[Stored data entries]
....................

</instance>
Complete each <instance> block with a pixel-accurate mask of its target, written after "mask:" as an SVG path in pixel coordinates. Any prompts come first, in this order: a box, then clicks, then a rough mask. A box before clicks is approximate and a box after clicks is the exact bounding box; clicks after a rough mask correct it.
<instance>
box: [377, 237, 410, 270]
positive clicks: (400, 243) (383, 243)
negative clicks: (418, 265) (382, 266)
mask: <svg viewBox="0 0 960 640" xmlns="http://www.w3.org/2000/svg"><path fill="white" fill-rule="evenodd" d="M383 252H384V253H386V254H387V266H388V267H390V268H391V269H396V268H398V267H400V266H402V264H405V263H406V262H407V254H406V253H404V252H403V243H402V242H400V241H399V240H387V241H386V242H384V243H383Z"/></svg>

....................

* [What the task requires] Exactly as given, repeat each line above.

* [Answer to this problem]
</instance>
Complete each <instance> block with a pixel-accurate mask of its target, written after "mask:" as an SVG path in pixel coordinates. Any prompts come first, in this order: a box, then clicks, then a rough mask. A box before clicks is approximate and a box after clicks is the exact bounding box; clicks after a rough mask correct it.
<instance>
box: [377, 237, 410, 270]
positive clicks: (400, 243) (383, 243)
negative clicks: (418, 265) (382, 266)
mask: <svg viewBox="0 0 960 640" xmlns="http://www.w3.org/2000/svg"><path fill="white" fill-rule="evenodd" d="M383 252H384V253H386V254H387V266H388V267H390V268H391V269H396V268H398V267H400V266H402V264H405V263H406V262H407V254H406V253H404V252H403V243H402V242H400V241H399V240H387V241H386V242H384V243H383Z"/></svg>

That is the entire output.